Excerpts of location labeling data

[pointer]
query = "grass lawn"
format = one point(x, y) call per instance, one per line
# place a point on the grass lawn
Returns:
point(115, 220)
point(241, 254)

Stated task:
Rewrite the lines above, changing every "grass lawn" to "flower bed" and keeping everything else the same.

Written answer:
[pointer]
query = "flower bed"
format = one point(x, y) call per instance, one per line
# place a point on the flower bed
Returns:
point(115, 220)
point(241, 254)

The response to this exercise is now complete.